──────── INPUT FOR THIS TASK ────────

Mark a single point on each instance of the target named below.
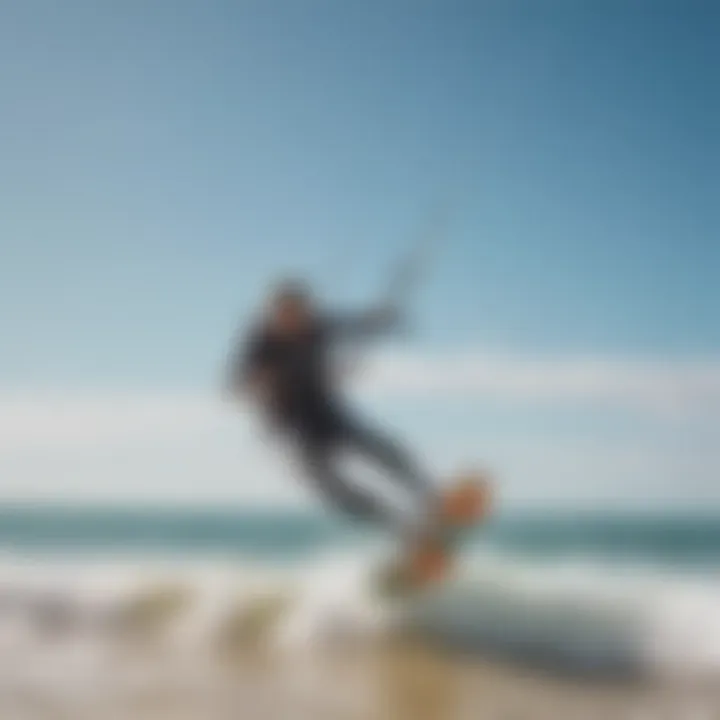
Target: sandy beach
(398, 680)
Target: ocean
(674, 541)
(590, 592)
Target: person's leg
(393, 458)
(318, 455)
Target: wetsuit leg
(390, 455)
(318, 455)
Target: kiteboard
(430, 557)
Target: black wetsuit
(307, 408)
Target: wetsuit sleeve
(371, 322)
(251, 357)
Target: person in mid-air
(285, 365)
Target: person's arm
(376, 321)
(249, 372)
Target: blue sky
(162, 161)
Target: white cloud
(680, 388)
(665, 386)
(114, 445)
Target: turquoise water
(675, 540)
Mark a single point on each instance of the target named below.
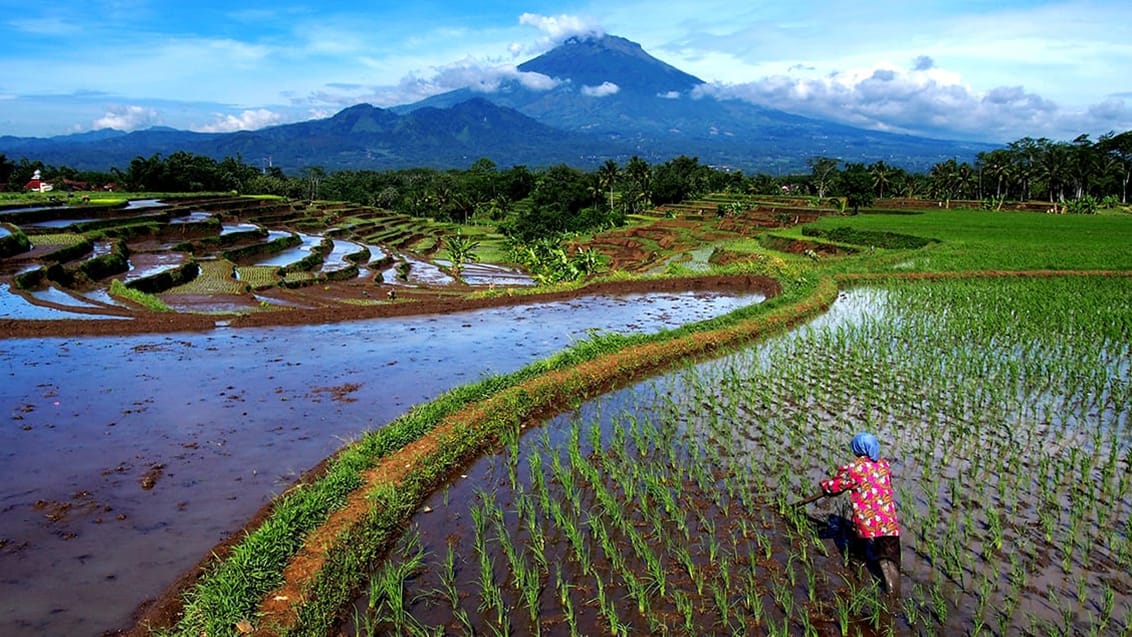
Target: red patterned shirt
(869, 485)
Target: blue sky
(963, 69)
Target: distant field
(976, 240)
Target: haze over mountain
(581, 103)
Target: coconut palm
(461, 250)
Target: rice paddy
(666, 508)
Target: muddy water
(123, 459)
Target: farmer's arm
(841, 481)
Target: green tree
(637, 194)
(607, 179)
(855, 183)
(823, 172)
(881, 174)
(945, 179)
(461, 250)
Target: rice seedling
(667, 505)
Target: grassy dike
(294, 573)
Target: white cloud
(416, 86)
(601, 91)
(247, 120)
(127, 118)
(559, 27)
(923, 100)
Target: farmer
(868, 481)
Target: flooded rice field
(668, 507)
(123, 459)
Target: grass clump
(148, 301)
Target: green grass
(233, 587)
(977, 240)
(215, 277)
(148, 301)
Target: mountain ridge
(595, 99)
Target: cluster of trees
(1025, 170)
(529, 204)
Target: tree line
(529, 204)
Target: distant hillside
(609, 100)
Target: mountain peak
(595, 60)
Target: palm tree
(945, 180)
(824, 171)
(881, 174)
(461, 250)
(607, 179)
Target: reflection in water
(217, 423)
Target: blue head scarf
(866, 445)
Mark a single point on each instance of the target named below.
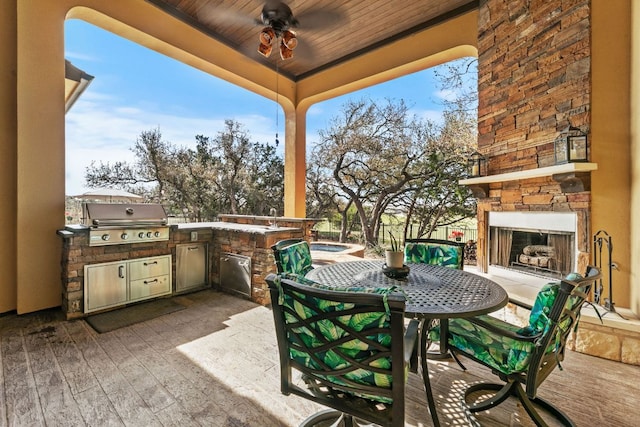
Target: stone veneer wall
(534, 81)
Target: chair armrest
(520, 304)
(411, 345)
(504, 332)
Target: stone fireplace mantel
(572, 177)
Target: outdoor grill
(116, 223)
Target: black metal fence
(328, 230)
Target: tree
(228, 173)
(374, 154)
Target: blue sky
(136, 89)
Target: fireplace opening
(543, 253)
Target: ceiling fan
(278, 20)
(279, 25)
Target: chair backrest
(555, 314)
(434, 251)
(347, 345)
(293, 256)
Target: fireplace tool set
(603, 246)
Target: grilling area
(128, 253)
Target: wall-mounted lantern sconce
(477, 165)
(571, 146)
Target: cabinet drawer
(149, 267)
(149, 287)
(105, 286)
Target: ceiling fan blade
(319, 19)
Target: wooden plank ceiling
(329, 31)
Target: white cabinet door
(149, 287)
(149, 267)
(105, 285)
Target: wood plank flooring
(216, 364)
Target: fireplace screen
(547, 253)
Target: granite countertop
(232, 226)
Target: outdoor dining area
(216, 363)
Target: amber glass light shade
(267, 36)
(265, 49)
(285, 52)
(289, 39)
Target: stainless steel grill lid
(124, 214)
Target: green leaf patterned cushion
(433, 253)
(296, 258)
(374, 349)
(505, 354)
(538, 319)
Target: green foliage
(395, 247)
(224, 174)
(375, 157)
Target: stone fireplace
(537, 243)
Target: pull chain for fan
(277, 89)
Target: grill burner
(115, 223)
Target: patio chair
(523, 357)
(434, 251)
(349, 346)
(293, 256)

────────

> [SET PROBLEM] Reproduce all entries without any change, and omit the pictures.

> [SOLUTION]
Mark a single point on each instance of the target named below.
Target: sandy beach
(398, 680)
Target: ocean
(674, 541)
(590, 592)
Target: person's leg
(393, 458)
(318, 455)
Target: wetsuit leg
(390, 455)
(318, 455)
Target: kiteboard
(430, 557)
Target: black wetsuit
(307, 408)
Target: wetsuit sleeve
(371, 322)
(251, 357)
Target: person in mid-air
(285, 365)
Target: person's arm
(376, 321)
(249, 372)
Target: blue sky
(162, 161)
Target: white cloud
(680, 388)
(665, 386)
(114, 445)
Target: turquoise water
(675, 540)
Mark a single point on each instance of the target named below.
Target: red patterned shirt
(869, 485)
Target: blue sky
(963, 69)
Target: distant field
(976, 240)
Target: haze over mountain
(581, 103)
Target: coconut palm
(461, 250)
Target: rice paddy
(666, 508)
Target: muddy water
(123, 459)
Target: farmer's arm
(841, 481)
Target: green tree
(637, 194)
(607, 179)
(855, 183)
(823, 172)
(881, 174)
(945, 179)
(461, 250)
Target: rice seedling
(667, 505)
Target: grassy dike
(294, 573)
Target: white cloud
(416, 86)
(601, 91)
(247, 120)
(127, 118)
(559, 27)
(923, 100)
Target: farmer
(868, 481)
Target: flooded rice field
(668, 507)
(123, 459)
Target: grass clump
(148, 301)
Target: green grass
(233, 587)
(977, 240)
(215, 277)
(148, 301)
Target: mountain ridge
(595, 99)
Target: cluster of trees
(1025, 170)
(529, 204)
Target: tree line
(529, 204)
Target: distant hillside
(609, 100)
Target: mountain peak
(595, 60)
Target: palm tree
(945, 180)
(824, 171)
(881, 174)
(461, 250)
(607, 179)
Target: reflection in water
(217, 423)
Target: blue head scarf
(866, 445)
Mark a single point on each instance of the target named below.
Target: stone veneer wall
(534, 81)
Target: chair armrest
(520, 304)
(411, 345)
(504, 332)
Target: stone fireplace mantel
(572, 177)
Target: outdoor grill
(116, 223)
Target: black metal fence
(328, 230)
Target: tree
(228, 173)
(374, 154)
Target: blue sky
(136, 89)
Target: fireplace opening
(543, 253)
Target: ceiling fan
(278, 20)
(279, 25)
Target: chair backrest
(555, 314)
(434, 251)
(347, 345)
(293, 256)
Target: fireplace tool set
(603, 246)
Target: grilling area
(128, 253)
Target: wall-mounted lantern sconce
(477, 165)
(571, 146)
Target: cabinet drawer
(149, 267)
(149, 287)
(105, 286)
Target: ceiling fan blade
(319, 19)
Target: wooden plank ceiling
(329, 31)
Target: white cabinet door
(149, 287)
(149, 267)
(105, 285)
Target: wood plank flooring
(216, 364)
Target: fireplace screen
(547, 253)
Target: granite countertop
(232, 226)
Target: outdoor dining area
(216, 363)
Target: amber glass light shade
(267, 36)
(265, 49)
(285, 52)
(289, 39)
Target: stainless steel grill lid
(124, 214)
Target: green leaf patterned cushion
(433, 253)
(296, 258)
(374, 349)
(505, 354)
(538, 319)
Target: green foliage
(395, 247)
(224, 174)
(375, 157)
Target: stone fireplace
(537, 243)
Target: pull chain for fan
(277, 89)
Target: grill burner
(115, 223)
Target: patio chair
(523, 357)
(434, 251)
(349, 346)
(293, 256)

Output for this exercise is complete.